Exercise instructions:
a: Decide whether each statement agrees with the Tolkien notebook below. Answer yes or no for each, and quote the words of the notebook that settle it. (i) The first code cell ran without an error. (ii) The bar chart plots the 20 most common search terms that found matches. (iii) "Balrog" is listed under the Characters category.
b: Write the next lines of the Tolkien notebook below, starting right after its final line.

Extract:
○ ○ ○ ○ ○

# Metal Earth Analysis

Analyzing the intersection of Tolkien references and metal band names from Metal Archives.

In [5]:
import pandas as pd
import matplotlib.pyplot as plt
import seaborn as sns
from collections import Counter

# Set up plotting
plt.style.use('seaborn')
plt.rcParams['figure.figsize'] = [12, 6]
sns.set_palette('deep')

ModuleNotFoundError: No module named 'pandas'

## Load and Clean Data

In [None]:
# Load the data
df = pd.read_csv('reports/metal_band_matches.csv')

# Create a matches-only dataframe
matches_df = df[df['Band Name'] != 'No match found'].copy()

print(f"Total terms checked: {len(df)}")
print(f"Terms with matches: {len(matches_df)}")
print(f"Match rate: {len(matches_df)/len(df):.2%}")

## Most Popular References

In [None]:
# Count and plot most common search terms that found matches
term_counts = matches_df['Search Name'].value_counts()

plt.figure(figsize=(15, 8))
term_counts.head(20).plot(kind='bar')
plt.title('Most Common Tolkien References Used by Metal Bands')
plt.xlabel('Reference')
plt.ylabel('Number of Bands')
plt.xticks(rotation=45, ha='right')
plt.tight_layout()

# Print the top 10 with counts
print("\nTop 10 Most Used References:")
for term, count in term_counts.head(10).items():
    print(f"{term}: {count} bands")

## Reference Categories

Let's categorize some of the major references we see in the data.

In [None]:
# Define categories (based on the data we can see)
categories = {
    'Locations': ['Minas', 'Mordor', 'Gondor', 'Mirkwood', 'Angband', 'Gorgoroth'],
    'Characters': ['Gothmog', 'Gorthaur', 'Azog', 'Maeglin', 'Maedhros', 'Luthien'],
    'Artifacts': ['Aeglos', 'Great Horn', 'Black Sword'],
    'Creatures': ['Maiar', 'Balrog', 'Dragon', 'Warg'],
    'Concepts': ['Evil', 'Dark', 'Black', 'Death']
}

def categorize_term(term):
    for category, terms in categories.items():
        if any(ref.lower() in term.lower() for ref in terms):
            return category
    return 'Other'

matches_df['Category'] = matches_df['Search Name'].apply(categorize_term)

# Plot distribution of categories
plt.figure(figsize=(10, 10))
matches_df['Category'].value_counts().plot(kind='pie', autopct='%1.1f%%')
plt.title('Distribution of Tolkien Reference Categories in Metal Band Names')

○ ○ ○ ○ ○

Supplied material:
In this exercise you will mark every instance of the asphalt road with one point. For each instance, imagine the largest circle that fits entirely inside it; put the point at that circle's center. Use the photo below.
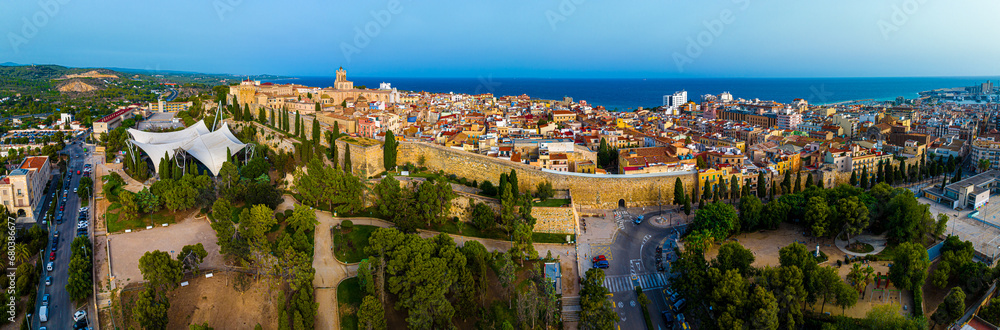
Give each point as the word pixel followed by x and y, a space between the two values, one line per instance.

○ ○ ○ ○ ○

Responses to the tasks:
a:
(i) No: "ModuleNotFoundError: No module named 'pandas'"
(ii) Yes: "term_counts.head(20).plot(kind='bar')"
(iii) No: "'Creatures': ['Maiar', 'Balrog', 'Dragon', 'Warg']"

b:
## Name Length Analysis

In [None]:
# Analyze term lengths
matches_df['Term Length'] = matches_df['Search Name'].str.len()

plt.figure(figsize=(12, 6))
sns.histplot(data=matches_df, x='Term Length', bins=30)
plt.title('Distribution of Tolkien Reference Lengths in Band Names')
plt.xlabel('Length of Term')
plt.ylabel('Count')

# Print some statistics
print("\nReference Length Statistics:")
print(matches_df['Term Length'].describe())

## Multiple Band Analysis

Looking at terms that have been used by multiple bands.

In [None]:
# Find terms used by multiple bands
multiple_uses = matches_df['Search Name'].value_counts()
multiple_uses = multiple_uses[multiple_uses > 1]

print(f"Number of terms used by multiple bands: {len(multiple_uses)}")
print("\nMost reused terms:")
print(multiple_uses.head(10))

# Plot distribution of reuse
plt.figure(figsize=(10, 6))
sns.histplot(data=multiple_uses.values, bins=20)
plt.title('Distribution of Band Name Reuse')
plt.xlabel('Number of Bands Using the Term')
plt.ylabel('Count of Terms')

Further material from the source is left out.